수행할 작업 » 아래 줄 가운데 "hermit"라는 단어가 들어 있는 줄을 모두 뽑아내세요. 대소문자는 구분합니다.

입력 데이터 »
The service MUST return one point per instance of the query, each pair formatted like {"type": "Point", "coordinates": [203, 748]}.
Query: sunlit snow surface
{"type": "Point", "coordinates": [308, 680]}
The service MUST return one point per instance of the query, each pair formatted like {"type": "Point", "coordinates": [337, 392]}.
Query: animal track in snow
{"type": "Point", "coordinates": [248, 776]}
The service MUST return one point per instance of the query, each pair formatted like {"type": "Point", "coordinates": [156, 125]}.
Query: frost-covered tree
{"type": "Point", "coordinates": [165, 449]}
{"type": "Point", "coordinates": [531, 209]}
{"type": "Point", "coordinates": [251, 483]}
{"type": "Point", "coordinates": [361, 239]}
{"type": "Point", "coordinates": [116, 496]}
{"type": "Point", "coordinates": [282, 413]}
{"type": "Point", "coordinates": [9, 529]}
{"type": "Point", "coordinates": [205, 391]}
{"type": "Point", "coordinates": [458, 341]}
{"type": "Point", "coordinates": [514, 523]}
...
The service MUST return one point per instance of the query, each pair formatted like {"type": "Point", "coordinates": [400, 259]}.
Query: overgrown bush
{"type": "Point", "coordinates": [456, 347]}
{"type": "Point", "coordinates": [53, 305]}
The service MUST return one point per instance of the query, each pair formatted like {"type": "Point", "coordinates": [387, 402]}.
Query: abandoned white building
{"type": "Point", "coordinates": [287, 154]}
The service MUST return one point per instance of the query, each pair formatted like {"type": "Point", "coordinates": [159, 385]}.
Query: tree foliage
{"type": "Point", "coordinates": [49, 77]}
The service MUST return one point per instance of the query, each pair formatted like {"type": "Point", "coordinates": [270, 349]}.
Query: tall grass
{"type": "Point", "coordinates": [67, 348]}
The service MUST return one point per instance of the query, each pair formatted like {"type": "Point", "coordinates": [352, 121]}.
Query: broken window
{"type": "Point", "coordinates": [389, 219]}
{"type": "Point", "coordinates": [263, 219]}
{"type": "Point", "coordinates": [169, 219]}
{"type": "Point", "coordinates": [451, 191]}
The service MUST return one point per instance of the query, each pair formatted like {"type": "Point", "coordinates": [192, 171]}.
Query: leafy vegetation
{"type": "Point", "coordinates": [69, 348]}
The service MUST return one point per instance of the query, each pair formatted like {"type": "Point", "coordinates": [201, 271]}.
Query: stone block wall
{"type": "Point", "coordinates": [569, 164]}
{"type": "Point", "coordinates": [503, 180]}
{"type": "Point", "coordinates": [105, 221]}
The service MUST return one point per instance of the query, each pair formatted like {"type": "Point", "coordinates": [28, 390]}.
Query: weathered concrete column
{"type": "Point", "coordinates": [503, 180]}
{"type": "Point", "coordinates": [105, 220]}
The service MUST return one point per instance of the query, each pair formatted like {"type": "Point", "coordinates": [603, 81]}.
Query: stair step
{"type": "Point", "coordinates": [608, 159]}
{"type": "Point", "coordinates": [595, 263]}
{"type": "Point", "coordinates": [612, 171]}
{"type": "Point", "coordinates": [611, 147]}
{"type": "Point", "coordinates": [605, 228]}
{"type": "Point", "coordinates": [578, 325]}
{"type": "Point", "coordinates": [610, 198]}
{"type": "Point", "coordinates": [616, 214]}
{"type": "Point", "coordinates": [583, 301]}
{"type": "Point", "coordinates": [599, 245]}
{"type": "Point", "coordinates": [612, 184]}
* * *
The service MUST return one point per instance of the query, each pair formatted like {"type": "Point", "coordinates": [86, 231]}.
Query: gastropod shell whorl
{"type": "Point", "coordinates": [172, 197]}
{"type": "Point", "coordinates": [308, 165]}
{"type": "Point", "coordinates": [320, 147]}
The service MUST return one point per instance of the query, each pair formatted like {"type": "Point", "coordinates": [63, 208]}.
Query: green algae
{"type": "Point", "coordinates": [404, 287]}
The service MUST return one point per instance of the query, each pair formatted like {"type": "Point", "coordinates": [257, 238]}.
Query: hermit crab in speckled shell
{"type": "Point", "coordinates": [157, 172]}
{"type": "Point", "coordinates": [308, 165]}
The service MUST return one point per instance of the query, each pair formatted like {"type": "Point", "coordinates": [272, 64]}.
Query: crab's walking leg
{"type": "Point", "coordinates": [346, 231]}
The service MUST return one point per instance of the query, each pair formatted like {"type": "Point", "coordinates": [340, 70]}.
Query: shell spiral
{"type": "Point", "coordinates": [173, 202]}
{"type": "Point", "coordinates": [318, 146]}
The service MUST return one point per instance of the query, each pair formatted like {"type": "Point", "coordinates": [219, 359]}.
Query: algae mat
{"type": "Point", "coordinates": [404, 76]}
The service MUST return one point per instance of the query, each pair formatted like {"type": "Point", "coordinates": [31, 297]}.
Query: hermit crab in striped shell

작업 답변 »
Query: hermit crab in speckled shell
Query: hermit crab in striped shell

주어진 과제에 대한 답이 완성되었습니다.